## Problem to solve:
Find and copy each line of the data that includes "pavement".

/---

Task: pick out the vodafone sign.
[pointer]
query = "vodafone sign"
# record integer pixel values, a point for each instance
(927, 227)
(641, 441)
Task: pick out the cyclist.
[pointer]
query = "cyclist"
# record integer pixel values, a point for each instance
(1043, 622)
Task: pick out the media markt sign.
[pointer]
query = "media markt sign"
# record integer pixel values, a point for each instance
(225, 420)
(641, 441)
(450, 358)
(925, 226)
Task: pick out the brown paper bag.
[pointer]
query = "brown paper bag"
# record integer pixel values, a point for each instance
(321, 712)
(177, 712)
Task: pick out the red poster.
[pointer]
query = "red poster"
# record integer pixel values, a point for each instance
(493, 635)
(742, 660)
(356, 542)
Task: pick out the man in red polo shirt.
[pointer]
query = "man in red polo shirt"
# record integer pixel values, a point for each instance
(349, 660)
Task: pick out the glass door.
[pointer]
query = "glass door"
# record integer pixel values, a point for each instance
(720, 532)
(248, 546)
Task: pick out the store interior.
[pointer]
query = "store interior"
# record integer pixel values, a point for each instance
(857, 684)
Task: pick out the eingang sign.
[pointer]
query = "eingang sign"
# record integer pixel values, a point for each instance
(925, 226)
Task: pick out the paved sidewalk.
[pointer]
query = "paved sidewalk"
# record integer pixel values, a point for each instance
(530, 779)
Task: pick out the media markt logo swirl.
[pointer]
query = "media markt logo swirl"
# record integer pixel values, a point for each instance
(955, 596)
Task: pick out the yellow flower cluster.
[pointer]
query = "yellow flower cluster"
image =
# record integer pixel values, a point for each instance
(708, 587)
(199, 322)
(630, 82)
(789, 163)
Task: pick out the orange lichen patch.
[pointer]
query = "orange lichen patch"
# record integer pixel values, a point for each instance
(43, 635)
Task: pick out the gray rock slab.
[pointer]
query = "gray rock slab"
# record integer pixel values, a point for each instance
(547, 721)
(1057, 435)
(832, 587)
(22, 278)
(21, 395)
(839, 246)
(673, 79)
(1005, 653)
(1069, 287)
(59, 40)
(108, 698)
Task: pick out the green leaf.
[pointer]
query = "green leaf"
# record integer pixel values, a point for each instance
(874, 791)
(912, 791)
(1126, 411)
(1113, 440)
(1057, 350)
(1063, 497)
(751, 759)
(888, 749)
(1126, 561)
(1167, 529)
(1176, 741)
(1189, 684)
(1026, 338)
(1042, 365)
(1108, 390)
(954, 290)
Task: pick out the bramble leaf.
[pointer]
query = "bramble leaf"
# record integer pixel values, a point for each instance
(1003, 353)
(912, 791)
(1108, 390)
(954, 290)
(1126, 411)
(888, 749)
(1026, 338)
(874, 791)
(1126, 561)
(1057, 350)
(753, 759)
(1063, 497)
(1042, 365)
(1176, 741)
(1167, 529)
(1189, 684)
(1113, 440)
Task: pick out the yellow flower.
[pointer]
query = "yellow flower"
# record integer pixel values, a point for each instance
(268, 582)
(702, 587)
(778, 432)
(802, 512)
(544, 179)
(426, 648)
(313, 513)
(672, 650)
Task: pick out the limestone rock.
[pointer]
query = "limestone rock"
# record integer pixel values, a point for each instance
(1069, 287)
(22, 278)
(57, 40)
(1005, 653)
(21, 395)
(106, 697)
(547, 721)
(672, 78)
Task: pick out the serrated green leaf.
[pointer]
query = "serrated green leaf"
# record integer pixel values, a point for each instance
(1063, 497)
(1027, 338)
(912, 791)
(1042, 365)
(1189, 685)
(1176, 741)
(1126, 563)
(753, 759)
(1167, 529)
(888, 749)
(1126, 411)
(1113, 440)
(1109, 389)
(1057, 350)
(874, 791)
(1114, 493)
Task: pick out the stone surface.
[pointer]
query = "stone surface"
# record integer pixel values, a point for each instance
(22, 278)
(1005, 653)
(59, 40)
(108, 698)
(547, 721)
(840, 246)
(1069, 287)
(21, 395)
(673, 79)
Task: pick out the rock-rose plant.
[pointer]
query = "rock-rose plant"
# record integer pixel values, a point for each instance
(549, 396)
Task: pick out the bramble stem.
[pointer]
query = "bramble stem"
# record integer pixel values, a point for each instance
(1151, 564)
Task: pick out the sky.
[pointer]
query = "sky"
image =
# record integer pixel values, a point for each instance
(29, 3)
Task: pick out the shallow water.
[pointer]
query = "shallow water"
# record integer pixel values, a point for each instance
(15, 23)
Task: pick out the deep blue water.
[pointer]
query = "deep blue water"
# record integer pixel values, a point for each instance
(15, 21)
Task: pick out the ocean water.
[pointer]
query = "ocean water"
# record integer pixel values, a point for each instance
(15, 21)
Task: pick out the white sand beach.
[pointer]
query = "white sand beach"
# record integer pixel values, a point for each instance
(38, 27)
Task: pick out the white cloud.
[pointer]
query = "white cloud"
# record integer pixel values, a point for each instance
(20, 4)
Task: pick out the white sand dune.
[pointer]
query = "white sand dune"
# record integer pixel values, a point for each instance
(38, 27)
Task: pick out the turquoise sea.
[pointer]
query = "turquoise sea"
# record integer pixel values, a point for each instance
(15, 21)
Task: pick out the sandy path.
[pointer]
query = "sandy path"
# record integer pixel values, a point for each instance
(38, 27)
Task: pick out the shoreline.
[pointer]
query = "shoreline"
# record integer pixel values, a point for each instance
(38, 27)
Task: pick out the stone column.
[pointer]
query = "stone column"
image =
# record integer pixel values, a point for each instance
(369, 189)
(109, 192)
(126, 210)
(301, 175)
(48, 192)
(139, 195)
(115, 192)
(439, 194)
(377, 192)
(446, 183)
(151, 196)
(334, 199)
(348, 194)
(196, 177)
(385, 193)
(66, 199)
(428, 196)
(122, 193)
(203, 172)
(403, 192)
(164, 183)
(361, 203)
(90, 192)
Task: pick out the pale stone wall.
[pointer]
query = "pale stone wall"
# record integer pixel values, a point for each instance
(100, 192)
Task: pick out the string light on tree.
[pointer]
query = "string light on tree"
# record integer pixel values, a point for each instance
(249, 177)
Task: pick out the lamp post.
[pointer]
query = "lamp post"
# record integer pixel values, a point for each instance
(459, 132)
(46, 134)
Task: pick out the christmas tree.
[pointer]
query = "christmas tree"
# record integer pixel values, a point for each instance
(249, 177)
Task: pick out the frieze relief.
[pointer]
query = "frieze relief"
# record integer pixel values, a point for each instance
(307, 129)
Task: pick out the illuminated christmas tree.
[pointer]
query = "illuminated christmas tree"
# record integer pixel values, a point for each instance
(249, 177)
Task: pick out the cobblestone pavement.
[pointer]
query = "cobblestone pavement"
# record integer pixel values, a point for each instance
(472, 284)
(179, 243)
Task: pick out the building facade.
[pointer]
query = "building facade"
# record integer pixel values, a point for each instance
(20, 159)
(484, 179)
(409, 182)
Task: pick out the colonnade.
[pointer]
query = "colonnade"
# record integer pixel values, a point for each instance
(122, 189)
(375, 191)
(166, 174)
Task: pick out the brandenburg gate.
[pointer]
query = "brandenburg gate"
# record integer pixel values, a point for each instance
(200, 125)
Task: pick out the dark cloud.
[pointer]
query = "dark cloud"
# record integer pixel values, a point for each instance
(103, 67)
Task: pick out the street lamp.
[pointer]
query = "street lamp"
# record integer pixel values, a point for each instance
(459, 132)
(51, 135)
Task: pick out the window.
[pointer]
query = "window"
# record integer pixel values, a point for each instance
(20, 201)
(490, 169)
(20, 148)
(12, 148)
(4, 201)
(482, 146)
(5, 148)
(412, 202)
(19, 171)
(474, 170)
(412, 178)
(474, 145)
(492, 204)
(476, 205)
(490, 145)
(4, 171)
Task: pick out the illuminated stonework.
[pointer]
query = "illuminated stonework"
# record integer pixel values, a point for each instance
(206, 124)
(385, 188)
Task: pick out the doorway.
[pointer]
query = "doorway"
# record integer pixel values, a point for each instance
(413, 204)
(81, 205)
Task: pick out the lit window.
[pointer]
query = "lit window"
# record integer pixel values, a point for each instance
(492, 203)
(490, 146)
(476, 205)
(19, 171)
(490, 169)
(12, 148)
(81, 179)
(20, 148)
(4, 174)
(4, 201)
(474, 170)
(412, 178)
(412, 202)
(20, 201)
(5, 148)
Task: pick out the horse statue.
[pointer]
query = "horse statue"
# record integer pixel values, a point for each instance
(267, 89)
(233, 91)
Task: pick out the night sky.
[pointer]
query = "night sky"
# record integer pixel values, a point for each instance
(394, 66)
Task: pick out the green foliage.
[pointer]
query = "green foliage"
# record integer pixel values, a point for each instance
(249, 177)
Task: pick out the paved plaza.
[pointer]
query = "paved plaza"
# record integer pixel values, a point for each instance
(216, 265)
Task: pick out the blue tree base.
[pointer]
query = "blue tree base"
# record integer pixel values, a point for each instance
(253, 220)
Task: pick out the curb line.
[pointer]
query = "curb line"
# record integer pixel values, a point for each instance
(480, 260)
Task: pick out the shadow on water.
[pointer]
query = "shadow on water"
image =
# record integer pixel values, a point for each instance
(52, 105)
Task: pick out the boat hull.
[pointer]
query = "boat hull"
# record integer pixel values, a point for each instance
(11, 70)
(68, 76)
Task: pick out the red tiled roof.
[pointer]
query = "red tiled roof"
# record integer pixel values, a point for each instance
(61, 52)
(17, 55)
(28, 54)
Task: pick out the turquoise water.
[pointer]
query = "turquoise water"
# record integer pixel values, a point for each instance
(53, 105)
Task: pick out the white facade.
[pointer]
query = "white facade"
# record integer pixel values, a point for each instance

\---

## Task answer:
Task: pick out the cobblestone pavement.
query = "cobblestone pavement"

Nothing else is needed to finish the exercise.